- [GOAL 1]: According to the SPI API page, into how many groups are the CoX SPI APIs classified by function?

CooCox CoX SPI/xSPI Program Examples
http://www.coocox.org/cox/manual/interface/index.html
http://www.coocox.org/cox/manual/interface/modules.html
http://www.coocox.org/cox/manual/interface/group___s_p_i.html
http://www.coocox.org/cox/manual/interface/group__x_s_p_i.html
1 How is the SPI API Standard Define?
CoX SPI defines the APIs based on the following common functions:
SPI Configure Control
Master or Slave Select
Clock Mode and data width
SPI Interrupt control
Enable Interrupt
ISR and CallBack Function
SPI Transfer and Receive
Configure SPI as master or slave mode
Implement Transfer and Receive
2 API Groups
The CoX SPI APIs can be classified into three groups by functions:
those that deal with SPI mode configuration,
those that deal with SPI interrupt controlling,
those that deal with SPI transfer and receive control.
2.1 2.1 SPI configuration control APIs
xSPIConfigSet()
xSPIEnable()
xSPIDisable()
xSPIDMADisable()
xSPIDMAEnable()
2.2 SPI Interrupt Control APIs
xSPIIntEnable()
xSPIIntDisable()
xSPIIntStatusGet()
xSPIIntPendingClear()
2.3 SPI Transfer & Receive Control
xSPIDataWrite()
xSPIDataRead()
xSPIBitLengthGet()
xSPISingleDataReadWrite()
xSPIIsTxFull()
xSPIIsRxFull()
xSPIIsTxEmpty()
xSPIIsRxEmpty()
xSPIIsBusy()

- [MATERIAL]:
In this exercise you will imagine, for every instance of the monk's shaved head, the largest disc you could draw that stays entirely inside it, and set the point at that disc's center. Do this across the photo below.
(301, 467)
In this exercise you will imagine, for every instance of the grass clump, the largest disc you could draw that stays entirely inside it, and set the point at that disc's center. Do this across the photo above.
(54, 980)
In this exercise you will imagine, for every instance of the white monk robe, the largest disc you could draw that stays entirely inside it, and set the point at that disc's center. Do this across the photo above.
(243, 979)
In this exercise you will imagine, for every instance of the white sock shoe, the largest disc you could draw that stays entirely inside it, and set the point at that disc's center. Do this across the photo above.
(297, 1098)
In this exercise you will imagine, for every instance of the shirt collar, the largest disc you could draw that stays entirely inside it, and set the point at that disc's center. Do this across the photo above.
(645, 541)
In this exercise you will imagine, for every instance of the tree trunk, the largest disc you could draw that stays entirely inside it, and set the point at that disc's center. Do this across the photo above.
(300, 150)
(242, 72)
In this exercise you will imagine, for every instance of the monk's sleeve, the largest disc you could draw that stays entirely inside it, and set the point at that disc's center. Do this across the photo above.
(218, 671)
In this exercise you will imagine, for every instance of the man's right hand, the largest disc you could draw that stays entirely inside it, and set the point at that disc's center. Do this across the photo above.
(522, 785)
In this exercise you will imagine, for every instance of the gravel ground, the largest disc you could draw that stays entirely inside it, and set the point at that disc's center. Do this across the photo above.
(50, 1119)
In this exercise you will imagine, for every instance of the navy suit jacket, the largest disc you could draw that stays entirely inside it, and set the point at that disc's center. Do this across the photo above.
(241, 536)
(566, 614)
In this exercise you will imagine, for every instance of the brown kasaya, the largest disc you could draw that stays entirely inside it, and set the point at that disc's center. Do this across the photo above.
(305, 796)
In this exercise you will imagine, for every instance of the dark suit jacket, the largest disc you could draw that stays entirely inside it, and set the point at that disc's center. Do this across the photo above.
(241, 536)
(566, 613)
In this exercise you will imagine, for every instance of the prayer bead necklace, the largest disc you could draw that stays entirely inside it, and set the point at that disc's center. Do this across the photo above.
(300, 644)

- [GOAL 2]: In the rows, starting with the line containing "of the man's" and going on through the end of the rows, replace "disc" with "circle" and give those lines again with nothing else changed.

- [EXPECTED ANSWER 1]: Three groups.

- [EXPECTED ANSWER 2]:
In this exercise you will imagine, for every instance of the man's right hand, the largest circle you could draw that stays entirely inside it, and set the point at that circle's center. Do this across the photo above.
(522, 785)
In this exercise you will imagine, for every instance of the gravel ground, the largest circle you could draw that stays entirely inside it, and set the point at that circle's center. Do this across the photo above.
(50, 1119)
In this exercise you will imagine, for every instance of the navy suit jacket, the largest circle you could draw that stays entirely inside it, and set the point at that circle's center. Do this across the photo above.
(241, 536)
(566, 614)
In this exercise you will imagine, for every instance of the brown kasaya, the largest circle you could draw that stays entirely inside it, and set the point at that circle's center. Do this across the photo above.
(305, 796)
In this exercise you will imagine, for every instance of the dark suit jacket, the largest circle you could draw that stays entirely inside it, and set the point at that circle's center. Do this across the photo above.
(241, 536)
(566, 613)
In this exercise you will imagine, for every instance of the prayer bead necklace, the largest circle you could draw that stays entirely inside it, and set the point at that circle's center. Do this across the photo above.
(300, 644)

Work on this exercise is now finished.